--- begin ---

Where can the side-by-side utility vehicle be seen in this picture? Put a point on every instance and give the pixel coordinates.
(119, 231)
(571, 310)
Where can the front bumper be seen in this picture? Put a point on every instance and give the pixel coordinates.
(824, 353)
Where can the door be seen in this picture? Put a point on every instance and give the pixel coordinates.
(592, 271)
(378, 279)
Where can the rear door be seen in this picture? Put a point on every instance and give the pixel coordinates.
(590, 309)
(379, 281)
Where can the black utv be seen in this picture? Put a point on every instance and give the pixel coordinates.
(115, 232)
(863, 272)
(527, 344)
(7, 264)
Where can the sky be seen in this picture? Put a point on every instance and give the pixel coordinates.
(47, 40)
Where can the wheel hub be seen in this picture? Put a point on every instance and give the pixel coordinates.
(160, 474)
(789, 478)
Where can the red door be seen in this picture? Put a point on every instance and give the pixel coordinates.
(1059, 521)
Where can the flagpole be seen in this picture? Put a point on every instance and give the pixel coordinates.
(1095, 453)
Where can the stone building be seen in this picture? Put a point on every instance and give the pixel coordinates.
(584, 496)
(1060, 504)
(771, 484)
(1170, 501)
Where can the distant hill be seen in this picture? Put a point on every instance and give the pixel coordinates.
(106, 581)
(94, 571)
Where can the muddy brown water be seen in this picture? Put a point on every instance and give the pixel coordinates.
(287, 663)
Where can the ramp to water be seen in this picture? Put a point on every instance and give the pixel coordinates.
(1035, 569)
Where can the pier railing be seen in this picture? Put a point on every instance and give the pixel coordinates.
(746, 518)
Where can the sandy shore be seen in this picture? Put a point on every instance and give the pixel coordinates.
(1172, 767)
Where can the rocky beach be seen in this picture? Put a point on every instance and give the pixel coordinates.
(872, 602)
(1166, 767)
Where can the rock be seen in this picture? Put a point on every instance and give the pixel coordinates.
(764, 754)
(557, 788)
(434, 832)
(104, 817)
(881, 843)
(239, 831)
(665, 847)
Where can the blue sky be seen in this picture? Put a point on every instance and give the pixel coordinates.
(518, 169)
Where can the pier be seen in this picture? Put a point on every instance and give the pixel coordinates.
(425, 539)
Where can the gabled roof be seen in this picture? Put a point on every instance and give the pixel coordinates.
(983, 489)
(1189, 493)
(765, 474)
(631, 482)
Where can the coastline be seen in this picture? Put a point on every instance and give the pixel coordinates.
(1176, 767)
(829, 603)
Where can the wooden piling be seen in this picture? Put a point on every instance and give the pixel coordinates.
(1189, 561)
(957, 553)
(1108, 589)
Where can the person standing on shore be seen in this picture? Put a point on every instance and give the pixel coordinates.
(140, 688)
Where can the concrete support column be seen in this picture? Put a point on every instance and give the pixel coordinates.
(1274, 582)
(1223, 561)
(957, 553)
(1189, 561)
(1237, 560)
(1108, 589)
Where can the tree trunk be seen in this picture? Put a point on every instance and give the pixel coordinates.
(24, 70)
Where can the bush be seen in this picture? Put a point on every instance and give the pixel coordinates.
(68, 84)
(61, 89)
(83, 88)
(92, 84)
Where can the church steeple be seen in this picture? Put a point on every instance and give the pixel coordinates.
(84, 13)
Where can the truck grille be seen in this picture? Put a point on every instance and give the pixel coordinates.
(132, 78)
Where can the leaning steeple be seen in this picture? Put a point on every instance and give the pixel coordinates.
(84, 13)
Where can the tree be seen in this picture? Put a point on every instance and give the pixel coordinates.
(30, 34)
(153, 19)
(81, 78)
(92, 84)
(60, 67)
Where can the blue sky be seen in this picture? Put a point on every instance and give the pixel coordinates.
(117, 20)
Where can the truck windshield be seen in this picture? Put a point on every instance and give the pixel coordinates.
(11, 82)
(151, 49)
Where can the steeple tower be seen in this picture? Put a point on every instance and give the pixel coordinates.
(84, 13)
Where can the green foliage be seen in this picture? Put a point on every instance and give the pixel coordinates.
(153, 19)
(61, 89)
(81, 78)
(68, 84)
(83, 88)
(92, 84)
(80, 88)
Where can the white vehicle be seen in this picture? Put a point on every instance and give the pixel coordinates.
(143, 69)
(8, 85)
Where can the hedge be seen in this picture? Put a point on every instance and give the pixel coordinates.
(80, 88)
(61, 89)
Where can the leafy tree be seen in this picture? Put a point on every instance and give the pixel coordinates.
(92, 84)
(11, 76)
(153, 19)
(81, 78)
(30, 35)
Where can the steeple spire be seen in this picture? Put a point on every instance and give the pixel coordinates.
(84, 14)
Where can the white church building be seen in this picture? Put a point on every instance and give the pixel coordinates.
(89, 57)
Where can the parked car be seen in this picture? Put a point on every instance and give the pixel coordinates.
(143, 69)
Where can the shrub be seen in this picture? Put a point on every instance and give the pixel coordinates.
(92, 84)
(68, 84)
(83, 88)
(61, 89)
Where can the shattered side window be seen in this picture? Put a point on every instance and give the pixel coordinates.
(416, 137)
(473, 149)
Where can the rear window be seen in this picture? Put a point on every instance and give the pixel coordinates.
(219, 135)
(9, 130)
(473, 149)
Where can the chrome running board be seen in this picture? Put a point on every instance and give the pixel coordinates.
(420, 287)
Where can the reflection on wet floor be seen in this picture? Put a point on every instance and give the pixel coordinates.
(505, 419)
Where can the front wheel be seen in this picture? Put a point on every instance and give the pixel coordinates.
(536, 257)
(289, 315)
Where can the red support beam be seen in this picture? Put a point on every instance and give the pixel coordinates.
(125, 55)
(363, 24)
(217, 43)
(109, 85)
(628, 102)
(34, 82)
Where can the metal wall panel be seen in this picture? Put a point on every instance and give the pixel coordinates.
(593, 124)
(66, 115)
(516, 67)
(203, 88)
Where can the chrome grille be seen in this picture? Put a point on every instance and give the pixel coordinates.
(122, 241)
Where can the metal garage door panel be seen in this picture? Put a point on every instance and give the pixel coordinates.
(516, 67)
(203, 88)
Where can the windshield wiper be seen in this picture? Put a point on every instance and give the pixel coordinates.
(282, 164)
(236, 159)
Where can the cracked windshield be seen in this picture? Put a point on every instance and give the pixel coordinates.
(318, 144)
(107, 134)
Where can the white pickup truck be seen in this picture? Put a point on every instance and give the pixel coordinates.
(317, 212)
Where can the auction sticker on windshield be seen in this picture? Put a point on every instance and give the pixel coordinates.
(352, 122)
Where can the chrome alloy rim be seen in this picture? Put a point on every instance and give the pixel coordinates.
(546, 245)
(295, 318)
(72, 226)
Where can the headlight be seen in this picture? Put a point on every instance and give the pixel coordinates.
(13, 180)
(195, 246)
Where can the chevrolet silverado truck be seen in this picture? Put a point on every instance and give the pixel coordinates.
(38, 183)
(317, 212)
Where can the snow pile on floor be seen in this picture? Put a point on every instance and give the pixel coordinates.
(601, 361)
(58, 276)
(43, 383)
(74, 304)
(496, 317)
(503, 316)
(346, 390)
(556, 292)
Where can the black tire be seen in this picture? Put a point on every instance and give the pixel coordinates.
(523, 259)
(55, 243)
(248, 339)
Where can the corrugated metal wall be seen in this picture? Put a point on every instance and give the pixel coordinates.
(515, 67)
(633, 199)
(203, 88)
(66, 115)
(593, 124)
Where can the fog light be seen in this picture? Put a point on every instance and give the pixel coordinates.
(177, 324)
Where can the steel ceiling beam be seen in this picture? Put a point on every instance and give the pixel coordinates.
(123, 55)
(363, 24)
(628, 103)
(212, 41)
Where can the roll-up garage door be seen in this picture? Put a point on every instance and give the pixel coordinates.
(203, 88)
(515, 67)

--- end ---

* [Stated task] Copy out every one of the lines above word for word.

* [The answer]
Where can the side-by-side utility vehicle be seen in this picture? Put a point on every instance and give the pixel coordinates.
(119, 231)
(571, 310)
Where can the front bumper be seen in this picture? Put a point on every instance and give the pixel coordinates.
(824, 353)
Where can the door be seen in this picture? Put a point on every instance and give the pixel coordinates.
(592, 271)
(378, 279)
Where can the rear door be seen in this picture? Put a point on every instance and give the pixel coordinates.
(590, 309)
(379, 281)
Where can the black utv be seen in this picture? Put a point on every instance and give the pixel coordinates.
(115, 232)
(863, 272)
(527, 344)
(7, 264)
Where can the sky be seen in this picture? Put a point on every instance and give the pixel coordinates.
(47, 40)
Where can the wheel hub be seen in this picture? Put a point on every instance and give the pixel coordinates.
(160, 474)
(789, 478)
Where can the red door be seen in this picture? Put a point on every instance and give the pixel coordinates.
(1059, 521)
Where can the flagpole be seen in this picture? Put a point on every instance and give the pixel coordinates.
(1095, 453)
Where can the stone building be seen in this picture? Put a point on every instance and give the pixel coordinates.
(584, 496)
(1060, 504)
(771, 484)
(1170, 501)
Where can the distant hill be seen in this picture? Put a point on every instance and give the pixel coordinates.
(106, 581)
(94, 571)
Where can the muddy brown water be seen in this picture? Put a point on every instance and give the pixel coordinates.
(287, 663)
Where can the ramp to water be seen in this picture? Put a point on every instance and give the pixel coordinates.
(1035, 569)
Where can the pier railing be seen in this picture? Put a point on every instance and give the pixel coordinates.
(746, 518)
Where can the sandy shore be seen in this picture? Put a point on every instance and give the pixel coordinates.
(1172, 767)
Where can the rocky beach be seen in this picture? Put a point on every instance and give the pixel coordinates.
(872, 602)
(1166, 767)
Where can the rock be seen in this picture? Put a point on every instance and give the pixel coordinates.
(764, 754)
(557, 788)
(434, 832)
(104, 817)
(881, 843)
(239, 831)
(665, 847)
Where can the blue sky be seen in this picture? Put a point on every instance and give the pixel coordinates.
(518, 169)
Where can the pier be seen in this picture? Put a point on every instance and give the pixel coordinates.
(425, 539)
Where can the gabled roof be seen in this picture? Put a point on every instance and give the pixel coordinates.
(983, 489)
(1189, 493)
(765, 474)
(631, 482)
Where can the coastline be seen in this picture? Put a point on every instance and give the pixel coordinates.
(1176, 767)
(829, 603)
Where can the wooden piling be seen in this picture? Put a point on every instance and give the pixel coordinates.
(1189, 561)
(957, 553)
(1108, 589)
Where can the person standing on shore be seen in this picture? Put a point on every instance and give the pixel coordinates.
(140, 688)
Where can the concrete support column be seen in this picture? Put a point on every instance and give the pixel coordinates.
(1274, 582)
(1223, 561)
(957, 553)
(1189, 561)
(1237, 560)
(1108, 589)
Where can the tree trunk be seen in this picture? Put a point on every instance and give the pixel coordinates.
(24, 70)
Where can the bush be seen in this picture? Put a point on every instance and give the pixel coordinates.
(68, 84)
(61, 89)
(83, 88)
(92, 84)
Where can the church steeple be seen in this picture? Put a point on every instance and give the pixel coordinates.
(84, 13)
Where can the truck grille be seen in this picture? Put a point on every instance and give the pixel coordinates.
(132, 78)
Where can the leaning steeple be seen in this picture? Put a point on every instance and give the pixel coordinates.
(84, 13)
Where can the tree be seen in this picture? Put a point on every instance and give the pixel coordinates.
(30, 34)
(153, 19)
(81, 78)
(92, 84)
(60, 67)
Where can the blue sky be seen in this picture? Put a point on every instance and give the pixel coordinates.
(117, 20)
Where can the truck windshield be seen in this picture? Put a point on every instance and give the pixel coordinates.
(11, 82)
(151, 49)
Where can the steeple tower be seen in this picture? Put a point on every instance and give the pixel coordinates.
(84, 13)
Where can the green foliage be seen in this picture? Put a point on every instance and give the pixel coordinates.
(153, 19)
(61, 89)
(81, 78)
(68, 84)
(83, 88)
(92, 84)
(80, 88)
Where can the white vehicle be seen in this picture? Put a point on every instance and give the pixel coordinates.
(143, 69)
(8, 85)
Where can the hedge be seen in this picture? Put a point on every instance and give the pixel coordinates.
(80, 88)
(61, 89)
Where can the leafy tree be seen in this picture? Put a point on every instance and give the pixel coordinates.
(92, 84)
(11, 76)
(153, 19)
(81, 78)
(30, 35)
Where can the steeple spire be seen in this picture? Put a point on every instance and give the pixel coordinates.
(84, 14)
Where can the white church building be seen in this picture? Put a point on every instance and give the pixel coordinates.
(89, 57)
Where can the parked car be seen in this picture? Put a point on every instance and give the pixel coordinates.
(143, 69)
Where can the shrub be seen in this picture? Put a point on every instance and give the pixel coordinates.
(92, 84)
(68, 84)
(83, 88)
(61, 89)
Where can the shattered side window be seen in this picture? Put a point on every instance and give the pixel coordinates.
(416, 137)
(473, 149)
Where can the rear window be seen in this picture? Put a point on every instance and give the pixel coordinates.
(219, 135)
(9, 130)
(473, 149)
Where can the chrome running board be seen in this picture? Put a point on every instance and give the pixel coordinates.
(420, 287)
Where can the reflection on wet floor be seen in this picture? Put a point on every instance and give the pixel coordinates.
(505, 419)
Where can the front wheel be seen in this picture? Put a point on every instance and give the pixel coordinates.
(536, 257)
(289, 315)
Where can the red support beam be seen in this picture? Put a point on every instance and give the pixel coordinates.
(125, 55)
(363, 24)
(217, 43)
(109, 85)
(628, 102)
(34, 82)
Where can the metal wall panel be seen in this picture? Put a point on every instance and give the pixel coordinates.
(593, 124)
(66, 115)
(516, 67)
(203, 88)
Where can the chrome grille be seen in this picture? Put a point on every instance and give the pixel coordinates.
(122, 241)
Where can the metal garage door panel be seen in this picture? Put a point on every instance and give the pixel coordinates.
(516, 67)
(203, 88)
Where can the windshield wiper be seen in this picture? Put a point on every instance and give the pixel coordinates.
(282, 164)
(236, 159)
Where can the cracked windshield be seen in this picture? Put a point on every instance and give the pixel coordinates.
(318, 144)
(107, 134)
Where can the white pickup truck be seen in this picture? Put a point on every instance and give the pixel coordinates.
(317, 212)
Where can the auction sticker on windshield be seen in this picture? Put a point on every instance and give the pixel coordinates.
(352, 122)
Where can the chrome alloy rim be seen in this picture? Put a point on every instance and give the pixel coordinates.
(546, 245)
(295, 318)
(72, 226)
Where can the headlight be seen in this picture? Put a point on every instance and give the pixel coordinates.
(13, 180)
(195, 246)
Where can the chevrolet silverado truck be seen in this picture? Put a point on every instance and give the pixel coordinates.
(38, 183)
(317, 212)
Where can the snow pile on floor be seen in this picture? Put a point on every instance and give the pixel coordinates.
(601, 361)
(58, 276)
(43, 383)
(74, 304)
(496, 317)
(503, 316)
(346, 390)
(556, 292)
Where can the black tire be seen in this picture? Put a point on every instance and give the pixel coordinates.
(523, 259)
(55, 243)
(248, 339)
Where can the corrugated metal wall be seen in this picture? Put a point on every instance and give the pixel coordinates.
(515, 67)
(633, 199)
(203, 88)
(66, 115)
(593, 124)
Where can the fog light be seen in this picture? Put a point on every instance and give the pixel coordinates.
(177, 324)
Where can the steel ceiling beam be seen in this picture? Put a point on every instance and give the pixel coordinates.
(123, 55)
(363, 24)
(628, 103)
(212, 41)
Where can the roll-up garage door be seen in this picture? Put a point on every instance and give the pixel coordinates.
(203, 88)
(515, 67)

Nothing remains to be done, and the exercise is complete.